> [Vorliegender Text]
════════════════

© JUNGE FREIHEIT Verlag GmbH & Co. www.jungefreiheit.de 09/19 / 22. Februar 2019

Mehr Fairneß wagen
EU-Handelspolitik: Die Suche nach einem Konsens beim Brexit muß neu beginnen / Knackpunkt Arbeitnehmerfreizügigkeit
Dirk Meyer

Sollte das Vereinigte Königreich am 29. März tatsächlich aus der EU austreten, haben vor allem der Deutschland und Europa insgesamt viel zu verlieren. So führt der Brexit zu einem Verlust der Sperrminorität des marktwirtschaftlich ausgerichteten ehemaligen „D-Mark-Blocks“ (Deutschland, Niederlande, Österreich und Finnland) auf EU-Ebene. Zusammen mit Großbritannien kann diese Minderheit derzeit den hierzu notwendigen 35-Prozent-Bevölkerungsanteil gerade noch erreichen.

Die Briten könnten einseitig auf Zölle verzichten

Dies scheinen Finanzminister Olaf Scholz und Amtsvorgänger Wolfgang Schäuble zu vergessen, wenn sie für eine Aufhebung des Einstimmigkeitsprinzips in Steuerfragen plädieren. EU-Steuerbeschlüsse könnten dann gegen den Willen der finanzkräftigeren Nordstaaten vom protektionistisch orientierten „Club Med“ beeinflußt werden. Die Briten sind zudem wichtig für eine starke EU im Verhältnis zu den USA und China. Neben ihrer Wirtschaftskraft besitzen die Briten einen ständigen Sitz im UN-Sicherheitsrat und im Gegensatz zu Frankreich haben sie ihre Atomwaffen in die Strukturen der Nato eingebunden.

════════════════

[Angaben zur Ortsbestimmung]
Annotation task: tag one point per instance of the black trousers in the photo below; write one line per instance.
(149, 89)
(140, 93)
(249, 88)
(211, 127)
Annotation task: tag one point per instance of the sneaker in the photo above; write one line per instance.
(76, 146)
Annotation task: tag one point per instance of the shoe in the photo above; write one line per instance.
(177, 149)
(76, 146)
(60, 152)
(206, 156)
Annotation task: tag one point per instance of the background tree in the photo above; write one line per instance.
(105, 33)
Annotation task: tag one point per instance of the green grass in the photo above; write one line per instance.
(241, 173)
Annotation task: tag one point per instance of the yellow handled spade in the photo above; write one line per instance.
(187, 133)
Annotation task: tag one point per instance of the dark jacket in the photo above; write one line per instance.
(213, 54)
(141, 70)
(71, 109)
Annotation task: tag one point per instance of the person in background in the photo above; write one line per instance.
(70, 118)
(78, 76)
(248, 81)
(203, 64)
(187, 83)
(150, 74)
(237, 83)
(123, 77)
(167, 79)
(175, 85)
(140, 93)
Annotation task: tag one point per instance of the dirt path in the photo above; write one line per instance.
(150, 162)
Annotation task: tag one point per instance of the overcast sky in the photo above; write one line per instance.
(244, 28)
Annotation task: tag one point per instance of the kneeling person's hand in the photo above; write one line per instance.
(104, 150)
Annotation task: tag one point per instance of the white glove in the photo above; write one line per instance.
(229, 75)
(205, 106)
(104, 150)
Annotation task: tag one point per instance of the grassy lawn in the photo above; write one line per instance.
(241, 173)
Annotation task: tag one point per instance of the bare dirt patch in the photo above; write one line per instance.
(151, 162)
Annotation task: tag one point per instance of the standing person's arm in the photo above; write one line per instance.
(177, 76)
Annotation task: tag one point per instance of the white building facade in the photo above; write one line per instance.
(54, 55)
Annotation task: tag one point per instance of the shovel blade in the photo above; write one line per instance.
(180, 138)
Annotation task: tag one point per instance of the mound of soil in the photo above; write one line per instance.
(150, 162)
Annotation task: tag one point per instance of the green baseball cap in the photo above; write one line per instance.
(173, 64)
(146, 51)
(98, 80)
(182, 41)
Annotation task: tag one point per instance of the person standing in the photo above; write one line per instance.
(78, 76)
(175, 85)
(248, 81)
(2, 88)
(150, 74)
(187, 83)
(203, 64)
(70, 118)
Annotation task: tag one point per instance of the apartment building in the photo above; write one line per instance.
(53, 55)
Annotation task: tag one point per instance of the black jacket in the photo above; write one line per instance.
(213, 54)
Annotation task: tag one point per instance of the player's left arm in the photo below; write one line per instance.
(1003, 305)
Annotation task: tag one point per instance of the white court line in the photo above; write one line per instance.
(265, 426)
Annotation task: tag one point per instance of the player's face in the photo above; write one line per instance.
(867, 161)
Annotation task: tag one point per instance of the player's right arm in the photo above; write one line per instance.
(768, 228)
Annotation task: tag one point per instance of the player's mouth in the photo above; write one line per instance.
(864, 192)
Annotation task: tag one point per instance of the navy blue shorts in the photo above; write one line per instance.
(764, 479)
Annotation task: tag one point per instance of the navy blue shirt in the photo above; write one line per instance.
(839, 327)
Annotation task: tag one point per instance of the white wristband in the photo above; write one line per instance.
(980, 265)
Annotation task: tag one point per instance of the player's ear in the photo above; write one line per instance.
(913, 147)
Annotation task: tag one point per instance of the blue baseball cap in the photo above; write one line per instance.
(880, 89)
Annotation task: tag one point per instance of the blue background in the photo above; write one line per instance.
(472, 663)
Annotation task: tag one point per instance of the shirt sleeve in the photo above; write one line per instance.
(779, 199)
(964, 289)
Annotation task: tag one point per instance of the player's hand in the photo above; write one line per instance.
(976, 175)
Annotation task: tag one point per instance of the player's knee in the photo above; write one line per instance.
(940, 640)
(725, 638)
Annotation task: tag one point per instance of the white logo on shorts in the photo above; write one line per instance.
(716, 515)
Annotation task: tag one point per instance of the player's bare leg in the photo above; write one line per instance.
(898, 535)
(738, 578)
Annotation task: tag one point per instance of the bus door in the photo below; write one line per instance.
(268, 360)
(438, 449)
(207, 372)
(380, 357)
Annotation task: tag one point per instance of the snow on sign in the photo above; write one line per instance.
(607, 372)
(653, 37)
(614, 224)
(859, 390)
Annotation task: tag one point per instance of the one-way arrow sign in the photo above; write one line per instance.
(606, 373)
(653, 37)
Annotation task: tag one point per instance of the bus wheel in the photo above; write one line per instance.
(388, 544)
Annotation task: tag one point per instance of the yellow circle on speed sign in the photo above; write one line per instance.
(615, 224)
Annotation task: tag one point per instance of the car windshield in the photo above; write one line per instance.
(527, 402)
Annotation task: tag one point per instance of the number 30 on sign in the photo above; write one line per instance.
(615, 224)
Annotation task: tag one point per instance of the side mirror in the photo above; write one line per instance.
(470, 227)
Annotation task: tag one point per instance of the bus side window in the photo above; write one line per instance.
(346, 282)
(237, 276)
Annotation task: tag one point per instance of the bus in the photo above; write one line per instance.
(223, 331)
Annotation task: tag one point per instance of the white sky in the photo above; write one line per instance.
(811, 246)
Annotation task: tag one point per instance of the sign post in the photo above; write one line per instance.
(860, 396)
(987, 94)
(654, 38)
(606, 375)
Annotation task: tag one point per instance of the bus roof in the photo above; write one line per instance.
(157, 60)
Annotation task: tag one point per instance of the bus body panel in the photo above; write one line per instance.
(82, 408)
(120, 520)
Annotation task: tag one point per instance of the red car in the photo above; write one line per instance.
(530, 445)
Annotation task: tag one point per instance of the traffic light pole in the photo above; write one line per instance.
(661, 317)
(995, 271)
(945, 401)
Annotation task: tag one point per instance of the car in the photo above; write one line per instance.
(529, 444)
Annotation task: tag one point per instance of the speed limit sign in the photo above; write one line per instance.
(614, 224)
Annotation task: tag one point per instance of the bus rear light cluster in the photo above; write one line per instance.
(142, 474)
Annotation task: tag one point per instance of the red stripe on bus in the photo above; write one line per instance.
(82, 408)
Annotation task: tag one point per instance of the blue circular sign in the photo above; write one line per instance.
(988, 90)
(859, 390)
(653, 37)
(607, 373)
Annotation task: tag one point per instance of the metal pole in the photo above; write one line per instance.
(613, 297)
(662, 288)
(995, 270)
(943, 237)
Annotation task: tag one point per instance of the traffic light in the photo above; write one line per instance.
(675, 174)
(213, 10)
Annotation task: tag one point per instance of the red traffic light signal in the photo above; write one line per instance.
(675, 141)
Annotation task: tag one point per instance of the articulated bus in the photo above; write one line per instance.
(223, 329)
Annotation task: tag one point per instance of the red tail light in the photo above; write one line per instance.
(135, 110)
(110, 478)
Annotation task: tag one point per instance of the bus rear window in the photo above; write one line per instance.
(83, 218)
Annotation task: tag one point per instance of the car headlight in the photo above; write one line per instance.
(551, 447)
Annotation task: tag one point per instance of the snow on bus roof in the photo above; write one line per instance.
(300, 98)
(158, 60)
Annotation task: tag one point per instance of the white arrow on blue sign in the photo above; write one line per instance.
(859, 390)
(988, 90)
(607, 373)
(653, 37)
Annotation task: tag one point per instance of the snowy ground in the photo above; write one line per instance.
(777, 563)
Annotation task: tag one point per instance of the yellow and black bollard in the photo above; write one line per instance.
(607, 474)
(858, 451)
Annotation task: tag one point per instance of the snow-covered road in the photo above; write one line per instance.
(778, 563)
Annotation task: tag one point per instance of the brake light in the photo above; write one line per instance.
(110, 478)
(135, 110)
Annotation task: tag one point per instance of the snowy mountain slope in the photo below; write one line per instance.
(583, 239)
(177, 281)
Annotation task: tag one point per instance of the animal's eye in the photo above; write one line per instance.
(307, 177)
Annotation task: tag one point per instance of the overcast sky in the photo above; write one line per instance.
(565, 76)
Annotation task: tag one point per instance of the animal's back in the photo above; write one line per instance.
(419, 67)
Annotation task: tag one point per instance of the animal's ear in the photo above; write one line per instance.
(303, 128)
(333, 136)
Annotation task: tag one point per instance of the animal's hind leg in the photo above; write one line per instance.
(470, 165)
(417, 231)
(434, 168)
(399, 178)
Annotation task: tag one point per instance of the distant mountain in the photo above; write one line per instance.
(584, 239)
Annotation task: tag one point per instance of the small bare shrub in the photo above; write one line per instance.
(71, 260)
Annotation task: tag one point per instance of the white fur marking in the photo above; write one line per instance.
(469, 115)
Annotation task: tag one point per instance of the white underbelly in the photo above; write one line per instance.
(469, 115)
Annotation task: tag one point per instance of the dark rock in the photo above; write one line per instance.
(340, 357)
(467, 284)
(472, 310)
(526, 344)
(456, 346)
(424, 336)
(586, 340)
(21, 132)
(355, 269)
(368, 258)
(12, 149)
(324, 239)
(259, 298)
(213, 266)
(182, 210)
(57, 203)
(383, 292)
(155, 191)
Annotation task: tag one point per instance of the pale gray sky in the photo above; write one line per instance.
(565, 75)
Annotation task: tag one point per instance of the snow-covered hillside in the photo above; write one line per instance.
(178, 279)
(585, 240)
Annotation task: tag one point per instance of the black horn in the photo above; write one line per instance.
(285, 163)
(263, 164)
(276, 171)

════════════════

> [Auszuführende Aufgabe]
Schreibe den Artikel über den Brexit im Anschluss an seinen letzten Satz weiter.

> [Antwort]
Eine Scheidung im Konsens ist existentiell für die künftige EU. Knackpunkt des Austrittsvertrags vom November ist der sogenannte Backstop. Er verhindert eine harte EU-Außengrenze mit Kontrollen von der Republik Irland zu Nordirland. Ein späteres Abkommen über die zukünftigen Beziehungen der EU zum Vereinigten Königreich soll den Backstop konkretisieren. Bis dahin gilt diese unkündbare Auffanglösung. Großbritannien würde ohne Mitsprache, aber mit einem gewissen EU-Finanzbeitrag, in der Zollunion verbleiben. Die Briten würden EU-Zölle auf Waren von außerhalb erheben und 20 Prozent als Verwaltungspauschale behalten können. Der Rest würde in den EU-Haushalt abfließen – ohne finanzielle Beteiligung.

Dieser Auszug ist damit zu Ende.